(Beginning of GIVEN RECORDS)

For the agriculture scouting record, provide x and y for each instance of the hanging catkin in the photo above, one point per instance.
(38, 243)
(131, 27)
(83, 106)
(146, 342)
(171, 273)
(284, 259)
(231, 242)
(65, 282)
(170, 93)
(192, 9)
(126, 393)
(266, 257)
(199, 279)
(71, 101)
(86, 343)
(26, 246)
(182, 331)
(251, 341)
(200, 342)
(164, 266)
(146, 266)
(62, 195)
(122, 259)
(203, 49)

(End of GIVEN RECORDS)

▸ EXERCISE DIRECTIONS: Write out each line exactly, as it is shown above.

▸ EXERCISE RESPONSE:
For the agriculture scouting record, provide x and y for each instance of the hanging catkin in the photo above, one point per instance.
(38, 243)
(131, 27)
(83, 106)
(146, 342)
(171, 273)
(284, 259)
(231, 242)
(65, 282)
(170, 93)
(192, 9)
(126, 393)
(266, 257)
(199, 279)
(71, 101)
(86, 343)
(26, 246)
(182, 331)
(251, 341)
(200, 342)
(164, 266)
(146, 266)
(62, 195)
(122, 259)
(203, 49)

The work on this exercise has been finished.